#### DATA SUPPLIED
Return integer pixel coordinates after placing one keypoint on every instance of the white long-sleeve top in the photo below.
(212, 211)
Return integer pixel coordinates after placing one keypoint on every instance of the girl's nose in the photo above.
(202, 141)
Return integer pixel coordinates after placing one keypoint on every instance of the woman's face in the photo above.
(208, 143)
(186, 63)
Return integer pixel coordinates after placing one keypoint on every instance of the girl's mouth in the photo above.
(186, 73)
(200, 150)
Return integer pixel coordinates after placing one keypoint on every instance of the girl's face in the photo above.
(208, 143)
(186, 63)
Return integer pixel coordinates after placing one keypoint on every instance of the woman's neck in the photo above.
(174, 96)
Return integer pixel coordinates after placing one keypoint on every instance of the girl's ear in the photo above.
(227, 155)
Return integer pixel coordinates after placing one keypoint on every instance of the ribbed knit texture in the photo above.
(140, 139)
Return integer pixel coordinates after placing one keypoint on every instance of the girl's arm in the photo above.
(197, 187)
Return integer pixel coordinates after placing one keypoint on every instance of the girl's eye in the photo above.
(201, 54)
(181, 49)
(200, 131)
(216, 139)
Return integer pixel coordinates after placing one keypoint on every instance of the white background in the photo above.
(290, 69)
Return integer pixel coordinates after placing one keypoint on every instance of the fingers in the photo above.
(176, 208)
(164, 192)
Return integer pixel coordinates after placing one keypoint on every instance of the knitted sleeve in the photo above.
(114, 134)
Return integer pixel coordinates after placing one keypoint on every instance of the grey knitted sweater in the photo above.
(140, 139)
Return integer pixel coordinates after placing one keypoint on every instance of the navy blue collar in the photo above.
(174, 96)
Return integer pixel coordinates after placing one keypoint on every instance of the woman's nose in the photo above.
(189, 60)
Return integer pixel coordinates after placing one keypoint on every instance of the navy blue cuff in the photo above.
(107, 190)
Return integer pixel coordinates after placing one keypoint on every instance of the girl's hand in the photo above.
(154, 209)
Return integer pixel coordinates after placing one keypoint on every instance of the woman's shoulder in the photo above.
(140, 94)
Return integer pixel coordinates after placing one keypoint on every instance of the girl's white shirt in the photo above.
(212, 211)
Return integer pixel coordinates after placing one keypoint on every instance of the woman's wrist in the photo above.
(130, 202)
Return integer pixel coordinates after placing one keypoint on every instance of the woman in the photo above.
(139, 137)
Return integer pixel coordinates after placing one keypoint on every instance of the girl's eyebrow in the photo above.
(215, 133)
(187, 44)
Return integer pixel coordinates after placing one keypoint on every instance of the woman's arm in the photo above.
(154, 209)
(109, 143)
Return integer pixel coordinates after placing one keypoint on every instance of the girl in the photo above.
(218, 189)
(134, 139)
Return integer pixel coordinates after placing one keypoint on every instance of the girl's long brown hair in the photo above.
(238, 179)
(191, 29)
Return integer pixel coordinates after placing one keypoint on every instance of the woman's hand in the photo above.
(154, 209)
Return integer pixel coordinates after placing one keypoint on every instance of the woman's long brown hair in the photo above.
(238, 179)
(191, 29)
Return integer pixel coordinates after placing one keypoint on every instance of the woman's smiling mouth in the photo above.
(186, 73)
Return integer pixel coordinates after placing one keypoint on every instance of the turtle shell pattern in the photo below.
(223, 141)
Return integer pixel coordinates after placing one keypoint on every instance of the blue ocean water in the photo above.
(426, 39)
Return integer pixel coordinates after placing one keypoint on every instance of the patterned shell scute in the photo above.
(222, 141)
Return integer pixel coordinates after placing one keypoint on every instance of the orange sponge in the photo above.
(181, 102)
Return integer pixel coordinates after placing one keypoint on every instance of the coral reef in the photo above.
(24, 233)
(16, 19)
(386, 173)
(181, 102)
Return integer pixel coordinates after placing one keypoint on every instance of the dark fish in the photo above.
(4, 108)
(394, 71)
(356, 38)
########
SET TASK:
Give all the entries again exactly; leave none out.

RESULT:
Return integer pixel coordinates after placing one keypoint on every instance of the white long-sleeve top in the photo below.
(212, 211)
Return integer pixel coordinates after placing one keypoint on every instance of the girl's nose in the photo above.
(202, 141)
Return integer pixel coordinates after placing one keypoint on every instance of the woman's face in the photo above.
(208, 143)
(186, 63)
Return integer pixel coordinates after placing one keypoint on every instance of the girl's mouth in the photo above.
(186, 73)
(200, 150)
Return integer pixel coordinates after placing one keypoint on every instance of the girl's face in the photo above.
(208, 143)
(186, 63)
Return integer pixel coordinates after placing one keypoint on every instance of the woman's neck in the photo above.
(174, 96)
Return integer pixel coordinates after placing one keypoint on every instance of the girl's ear in the photo above.
(227, 155)
Return integer pixel coordinates after placing one keypoint on every instance of the ribbed knit texture in the photo above.
(140, 139)
Return integer pixel coordinates after placing one keypoint on every instance of the girl's arm in the photo above.
(197, 187)
Return integer pixel coordinates after placing one keypoint on every instance of the girl's eye in the photo above.
(201, 54)
(181, 49)
(200, 131)
(216, 139)
Return integer pixel coordinates after placing one keypoint on every instance of the white background in the photo above.
(290, 69)
Return integer pixel coordinates after placing one keypoint on every instance of the fingers in the photo above.
(176, 208)
(164, 192)
Return integer pixel coordinates after placing one keypoint on every instance of the knitted sleeve in the photo above.
(114, 134)
Return integer pixel coordinates after placing one keypoint on every instance of the grey knitted sweater in the photo above.
(140, 139)
Return integer pixel coordinates after placing one keypoint on every instance of the navy blue collar in the photo above.
(174, 96)
Return integer pixel coordinates after placing one keypoint on every instance of the woman's nose in the photo above.
(189, 60)
Return integer pixel coordinates after placing one keypoint on every instance of the navy blue cuff in the photo above.
(107, 190)
Return integer pixel coordinates after placing one keypoint on every instance of the girl's hand in the photo above.
(154, 209)
Return integer pixel coordinates after placing one keypoint on every instance of the woman's shoulder in the photo above.
(140, 94)
Return integer pixel coordinates after placing one keypoint on every instance of the girl's white shirt in the photo above.
(212, 211)
Return integer pixel coordinates after placing one keypoint on every instance of the woman's wrist in the photo above.
(130, 202)
Return integer pixel coordinates after placing one keypoint on every instance of the woman in the photo above.
(139, 137)
Return integer pixel coordinates after placing one keypoint on every instance of the girl's eyebrow in the photo above.
(215, 133)
(187, 44)
Return integer pixel coordinates after placing one keypoint on every instance of the woman's arm in the photo above.
(154, 209)
(109, 143)
Return integer pixel coordinates after placing one keypoint on every instance of the girl in the photo above.
(218, 189)
(134, 139)
Return integer pixel coordinates after placing one keypoint on every instance of the girl's long brown hair in the photo above.
(238, 179)
(191, 29)
Return integer pixel coordinates after placing one keypoint on every instance of the woman's hand in the photo above.
(154, 209)
Return integer pixel coordinates after placing one keypoint on every instance of the woman's long brown hair in the photo above.
(238, 179)
(191, 29)
Return integer pixel coordinates after placing one keypoint on every instance of the woman's smiling mouth in the photo above.
(186, 73)
Return integer pixel coordinates after placing one keypoint on every instance of the turtle shell pattern in the photo below.
(223, 141)
Return integer pixel coordinates after placing one keypoint on every instance of the blue ocean water in the photo above.
(426, 39)
Return integer pixel coordinates after placing one keypoint on every instance of the patterned shell scute in the photo above.
(222, 141)
Return integer pixel coordinates after placing one keypoint on every instance of the orange sponge in the photo above.
(181, 102)
Return integer pixel coordinates after placing one keypoint on every instance of the coral reef in the photo above.
(24, 233)
(16, 19)
(386, 173)
(181, 102)
Return integer pixel coordinates after placing one keypoint on every instance of the dark fish in the photo above.
(4, 108)
(394, 71)
(356, 38)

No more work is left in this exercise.